Texte fourni:

Je voulais juste parler histoire. Y'a environ cinquante-cinq ans "ça" commence. Je vois mes premiers dessins sur des bouquins d'histoire à l'école. Incroyable émotion, je m'en souviens comme si c'était aujourd'hui. Les instits pas géniaux, je l'ai déjà écrit sur ce blogue, à l'époque ça ne marchait qu'au rapport de force, à la branlée, au savoir qui devait entrer de gré ou de force mais qui devait pénétrer dans toutes les caboches. C'était une question d'honneur pour le hussard noir. Tout est entré en moi par l'image, par le visuel, le sensitif. Pas par la parole, encore moins par les torgnoles.
Je rentre de l'école un midi pour aller manger chez moi, j'ai six ou sept ans, je traverse la place du village. Le marché a eu lieu le matin, c'est un lundi, je le sais car le marché c'était le lundi autrefois à Amou. Les camelots ont replié tout leur bazar, plus d'étals, restent au sol, des épluchures, des papiers, des cageots, des cartons. Mon pied bute sur un carton. Choc ! Pas choc par terre, pas chute, mais choc, tsunami instantané en moi. C'est une boîte qui a contenu du linge, chemise, je sais pas, je sais plus. Je le ramasse, c'est un carton blanc, y'a un dessin, c'est un bateau. Un incroyable et merveilleux bateau toutes voiles larguées. Une phrase barre le carton sur le bas, il est écrit, je m'en souviens parfaitement : "En l'an de grâce 1535, Jacques Cartier à bord de la Grande Hermine découvre la Nouvelle-France". Ce carton avec ce merveilleux dessin je l'ai conservé toute ma vie, il est peut-être encore dans mon bureau-pupitre d'école, au grenier, chez mes parents, à côté. Faudrait que j'aille voir. Ou non. Je ne veux pas (plus) d'un passé pesant ou larmoyant de souvenirs. Le souvenir c'est pas ma tasse de thé. J'ai appris à l'emmerder le souvenir, à ne plus le laisser se coller à ma peau.

Liste:
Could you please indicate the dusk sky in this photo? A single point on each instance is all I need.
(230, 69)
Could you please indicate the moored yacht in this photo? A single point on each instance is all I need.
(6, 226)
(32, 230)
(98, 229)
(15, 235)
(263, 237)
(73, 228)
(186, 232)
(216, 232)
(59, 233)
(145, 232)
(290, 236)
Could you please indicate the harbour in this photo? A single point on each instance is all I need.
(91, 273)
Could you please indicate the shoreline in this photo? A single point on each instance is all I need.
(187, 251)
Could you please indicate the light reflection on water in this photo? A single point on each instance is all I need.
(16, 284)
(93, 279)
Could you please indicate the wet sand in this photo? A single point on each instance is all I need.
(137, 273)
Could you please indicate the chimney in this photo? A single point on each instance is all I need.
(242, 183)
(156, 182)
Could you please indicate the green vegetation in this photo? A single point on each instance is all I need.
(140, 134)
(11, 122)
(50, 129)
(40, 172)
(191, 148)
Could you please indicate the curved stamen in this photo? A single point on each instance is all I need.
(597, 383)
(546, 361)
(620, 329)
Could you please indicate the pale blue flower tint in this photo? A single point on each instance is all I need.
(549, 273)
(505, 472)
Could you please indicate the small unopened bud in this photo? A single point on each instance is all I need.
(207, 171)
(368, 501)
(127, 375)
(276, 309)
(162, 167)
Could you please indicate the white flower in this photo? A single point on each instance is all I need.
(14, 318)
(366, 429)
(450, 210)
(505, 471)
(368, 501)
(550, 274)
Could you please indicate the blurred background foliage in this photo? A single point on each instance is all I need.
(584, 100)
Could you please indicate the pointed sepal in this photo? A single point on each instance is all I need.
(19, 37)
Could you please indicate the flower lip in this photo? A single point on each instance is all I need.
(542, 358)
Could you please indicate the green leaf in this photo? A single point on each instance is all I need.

Consignes de travail:
• A. Dites si chacune de ces affirmations s'accorde avec le texte en répondant par oui ou non et en citant mot pour mot les termes décisifs : (i) le marché d'Amou avait lieu le lundi ; (ii) en butant sur le carton, on fait une chute ; (iii) le carton est blanc et porte le dessin d'un bateau.
• B. Citez le texte en recopiant le passage qui commence par « Je voulais juste » et se poursuit jusqu'à « par les torgnoles. ».
La liste ci-dessus constitue un matériau indépendant du texte.

Réponses par tâche:
• A.
(i) Oui : « le marché c'était le lundi autrefois à Amou ».
(ii) Non : « pas chute ».
(iii) Oui : « c'est un carton blanc, y'a un dessin, c'est un bateau ».

• B.
Je voulais juste parler histoire. Y'a environ cinquante-cinq ans "ça" commence. Je vois mes premiers dessins sur des bouquins d'histoire à l'école. Incroyable émotion, je m'en souviens comme si c'était aujourd'hui. Les instits pas géniaux, je l'ai déjà écrit sur ce blogue, à l'époque ça ne marchait qu'au rapport de force, à la branlée, au savoir qui devait entrer de gré ou de force mais qui devait pénétrer dans toutes les caboches. C'était une question d'honneur pour le hussard noir. Tout est entré en moi par l'image, par le visuel, le sensitif. Pas par la parole, encore moins par les torgnoles.